_Required work_
Transcribe the data underneath exactly, keeping every word in place.
----- Dataset records
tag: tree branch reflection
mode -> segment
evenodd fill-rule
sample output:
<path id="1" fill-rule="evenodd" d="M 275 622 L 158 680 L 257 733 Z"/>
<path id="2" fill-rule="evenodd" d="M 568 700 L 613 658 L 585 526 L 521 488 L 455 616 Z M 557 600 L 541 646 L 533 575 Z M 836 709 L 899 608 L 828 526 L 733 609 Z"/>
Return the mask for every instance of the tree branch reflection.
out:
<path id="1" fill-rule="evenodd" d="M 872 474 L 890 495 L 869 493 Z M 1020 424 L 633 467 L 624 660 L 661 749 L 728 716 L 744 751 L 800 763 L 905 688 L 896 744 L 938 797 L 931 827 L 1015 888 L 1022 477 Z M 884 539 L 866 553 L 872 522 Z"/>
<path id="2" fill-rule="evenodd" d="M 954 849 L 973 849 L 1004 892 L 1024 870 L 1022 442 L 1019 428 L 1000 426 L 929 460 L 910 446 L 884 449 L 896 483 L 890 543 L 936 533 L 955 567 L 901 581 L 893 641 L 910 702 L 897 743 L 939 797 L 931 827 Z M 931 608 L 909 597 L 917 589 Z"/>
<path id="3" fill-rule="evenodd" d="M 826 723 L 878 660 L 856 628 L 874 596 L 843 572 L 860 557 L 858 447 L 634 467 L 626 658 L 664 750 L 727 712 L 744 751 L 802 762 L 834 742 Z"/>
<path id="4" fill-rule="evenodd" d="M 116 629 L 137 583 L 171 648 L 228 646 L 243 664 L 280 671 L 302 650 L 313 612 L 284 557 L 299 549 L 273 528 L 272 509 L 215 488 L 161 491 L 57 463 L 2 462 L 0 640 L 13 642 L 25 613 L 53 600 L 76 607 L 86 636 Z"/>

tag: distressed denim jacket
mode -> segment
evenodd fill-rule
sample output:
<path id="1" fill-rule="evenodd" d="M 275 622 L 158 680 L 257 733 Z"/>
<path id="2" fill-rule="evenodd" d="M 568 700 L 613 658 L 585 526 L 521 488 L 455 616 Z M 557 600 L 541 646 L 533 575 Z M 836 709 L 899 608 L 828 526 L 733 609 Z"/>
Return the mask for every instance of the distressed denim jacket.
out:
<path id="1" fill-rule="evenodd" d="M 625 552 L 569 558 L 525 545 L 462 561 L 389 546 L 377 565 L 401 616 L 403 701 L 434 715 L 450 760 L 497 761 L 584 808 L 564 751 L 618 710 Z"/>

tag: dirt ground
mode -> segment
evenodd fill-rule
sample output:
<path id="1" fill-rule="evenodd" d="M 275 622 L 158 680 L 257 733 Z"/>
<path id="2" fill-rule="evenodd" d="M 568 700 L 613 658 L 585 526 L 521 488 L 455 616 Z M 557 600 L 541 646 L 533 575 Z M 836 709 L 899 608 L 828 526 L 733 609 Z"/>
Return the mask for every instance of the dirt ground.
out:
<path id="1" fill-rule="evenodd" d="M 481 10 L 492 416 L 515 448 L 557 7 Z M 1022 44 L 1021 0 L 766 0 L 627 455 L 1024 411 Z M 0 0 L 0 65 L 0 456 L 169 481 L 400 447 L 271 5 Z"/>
----------
_Result of the task_
tag: tree branch reflection
mode -> segment
evenodd fill-rule
sample output:
<path id="1" fill-rule="evenodd" d="M 275 622 L 158 680 L 257 733 Z"/>
<path id="2" fill-rule="evenodd" d="M 568 700 L 613 658 L 585 526 L 521 488 L 455 616 Z M 557 600 L 541 646 L 533 575 Z M 836 709 L 899 608 L 828 526 L 733 609 Z"/>
Return the mask for every instance of the tree branch reflection.
out:
<path id="1" fill-rule="evenodd" d="M 872 474 L 890 495 L 869 493 Z M 1020 424 L 633 467 L 624 660 L 661 749 L 728 716 L 744 751 L 800 763 L 905 688 L 896 744 L 938 797 L 931 827 L 1015 888 L 1022 477 Z M 884 539 L 866 553 L 872 522 Z"/>
<path id="2" fill-rule="evenodd" d="M 954 849 L 973 849 L 1004 892 L 1024 870 L 1022 442 L 1019 428 L 1000 426 L 929 460 L 910 446 L 884 449 L 896 483 L 890 543 L 936 533 L 955 567 L 901 581 L 893 641 L 910 702 L 897 743 L 939 797 L 931 827 Z M 931 608 L 909 597 L 917 589 Z"/>
<path id="3" fill-rule="evenodd" d="M 826 723 L 878 660 L 856 628 L 874 596 L 843 572 L 860 557 L 858 447 L 634 467 L 626 658 L 664 750 L 727 712 L 744 751 L 802 762 L 834 742 Z"/>
<path id="4" fill-rule="evenodd" d="M 116 629 L 137 583 L 171 648 L 228 646 L 243 664 L 280 671 L 302 650 L 313 612 L 284 557 L 299 549 L 273 528 L 272 509 L 215 488 L 161 491 L 57 463 L 2 462 L 0 640 L 13 642 L 25 613 L 53 600 L 76 607 L 86 636 Z"/>

tag: distressed denim jacket
mode -> segment
evenodd fill-rule
sample output:
<path id="1" fill-rule="evenodd" d="M 275 622 L 158 680 L 257 733 Z"/>
<path id="2" fill-rule="evenodd" d="M 568 700 L 613 658 L 585 526 L 521 488 L 455 616 Z M 557 600 L 541 646 L 533 575 Z M 836 709 L 899 608 L 828 526 L 733 609 Z"/>
Return the mask for every instance of the distressed denim jacket.
out:
<path id="1" fill-rule="evenodd" d="M 625 552 L 569 558 L 525 545 L 462 561 L 389 546 L 377 565 L 401 616 L 403 701 L 434 715 L 450 760 L 497 761 L 584 808 L 564 751 L 618 710 Z"/>

tag: dirt ground
mode -> segment
evenodd fill-rule
sample output:
<path id="1" fill-rule="evenodd" d="M 275 622 L 158 680 L 257 733 Z"/>
<path id="2" fill-rule="evenodd" d="M 568 700 L 613 658 L 585 526 L 521 488 L 455 616 Z M 557 600 L 541 646 L 533 575 Z M 836 709 L 899 608 L 828 526 L 733 609 Z"/>
Return the mask for every instance of the dirt ground.
out:
<path id="1" fill-rule="evenodd" d="M 481 10 L 492 416 L 515 448 L 557 7 Z M 1022 44 L 1021 0 L 766 0 L 627 455 L 1024 411 Z M 0 0 L 0 65 L 0 456 L 169 481 L 400 447 L 271 5 Z"/>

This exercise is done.